Write the next part of the newsletter text about Spotify's strategy, starting after its last sentence.

#### [TEXT PASSAGE]
◇ ◇ ◇

An oft quoted line from Daniel Ek, Spotify CEO’s New Yorker profile, is “We’re not in the music space—we’re in the moment space.” The last bit of Spotify news that better fits into the “moments” box was back in January when people discovered a new Spotify app called Stations. The idea was a simple truncated version of Spotify, where you couldn’t select a song, but simply were offered a few playlists (“stations”) to choose between. Initially thinking of this app on the phone felt strangely limiting, but in a voice controlled car set-up isn’t this exactly what a user might want. The potential integration in these spaces is how Spotify can come together. Spotify creates an audio ecosystem that one is fully immersed within. True 24 / 7 content. Obviously a number of fairly large companies will eb fighting hard to break this potential ecosystem Spotify would desire, but isn’t it comforting to think a single company could control all of the audio recording one consumes : )
Responses 2 Last Week
I got a number of emails that mentioning that King Princess is signed to Mark Ronson’s new Columbia imprint Zelig Recordings. My bad! I guess my quip about someone at Columbia doing a really hard playlist push for her song appears to be pretty much correct. Though this does slightly raise a question for me as a person that writes about music. For a marketing point of view where does the music press enter into the equation? Does it happen further down the hype cycle and instead of debuting a track with a website that early kind of press is held until the artist is already fully formed and ready to enter the bigger spotlight? I know plenty of PR people read this so would love to know if I’m off the mark here. The shift towards playlists and how it effective building an artist’s narrative is one I’ve thought about a little, but would love deeper insights.
Links 2 Read
Why Spotify Thinks Its Self-Driving Music Strategy Will Benefit Creators - Billboard x Medium
Cherie Hu, the author of this piece was at my birthday party this week and when I mentioned what I was doing my newsletter on this week, she said it sounded similar to a piece she wrote for Billboard’s Medium site. This is to say read Cherie’s article if you’re still wondering about how Spotify is trying position itself post-public offering.

◇ ◇ ◇

#### [EXTRACTED ENTRIES]
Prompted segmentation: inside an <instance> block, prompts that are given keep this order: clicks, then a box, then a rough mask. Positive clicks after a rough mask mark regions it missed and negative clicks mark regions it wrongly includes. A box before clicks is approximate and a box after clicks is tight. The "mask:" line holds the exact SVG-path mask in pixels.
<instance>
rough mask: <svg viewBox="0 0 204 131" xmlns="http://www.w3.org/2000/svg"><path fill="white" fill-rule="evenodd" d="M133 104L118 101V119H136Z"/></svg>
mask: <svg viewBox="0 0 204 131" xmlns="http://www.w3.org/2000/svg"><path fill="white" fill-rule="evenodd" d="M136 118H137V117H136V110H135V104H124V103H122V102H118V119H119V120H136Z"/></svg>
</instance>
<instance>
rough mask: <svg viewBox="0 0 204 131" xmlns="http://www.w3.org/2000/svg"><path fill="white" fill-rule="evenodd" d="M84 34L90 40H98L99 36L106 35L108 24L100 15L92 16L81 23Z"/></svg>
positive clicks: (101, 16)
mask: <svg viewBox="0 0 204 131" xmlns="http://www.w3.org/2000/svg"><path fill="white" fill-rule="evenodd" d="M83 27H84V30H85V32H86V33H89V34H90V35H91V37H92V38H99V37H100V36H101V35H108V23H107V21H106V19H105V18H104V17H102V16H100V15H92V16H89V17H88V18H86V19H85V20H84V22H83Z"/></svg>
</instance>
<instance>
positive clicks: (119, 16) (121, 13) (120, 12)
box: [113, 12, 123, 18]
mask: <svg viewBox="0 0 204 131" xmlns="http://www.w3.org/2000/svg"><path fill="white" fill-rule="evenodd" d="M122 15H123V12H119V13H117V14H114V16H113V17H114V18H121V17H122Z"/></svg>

◇ ◇ ◇

#### [ANSWER BOX]
The Odd of an Artist Becoming a “Top Tier” Earner on Spotify Today? Less Than 1 Percent - Music Business Worldwide
Unsurprisingly making it in music is still just playing the lottery with your dreams and self-worth.
Spotify’s Churn Rate and Inactive Subscribers: Should the Music Industry Be Concerned? - Billboard
Now, I really should be an entire newsletter about streaming metric and how many bad numbers there are in this new post-streaming space. That’s why I found this particular interesting because Cherie started to ask slightly bigger questions about what if the music industry centered on retaining consumers/fans for their monthly payment rather than a few brand new releases in a year.
Spotify Rival Saavn Merges with JioMusic in $1 Billion Valued Deal - Music Business Worldwide
Spotify this week said they hope to reach 100 million subscribers in 2018 along with a few other benchmarks for would be investors. I’d say with little additional knowledge that sounds reasonable, but longer term Spotify wants to expand more in markets like India. So the merger of Saavn and JioMusic is an interesting development in the what will be increasing fight for global music streaming. Related, the most popular music on YouTube isn’t Latin, but Indian.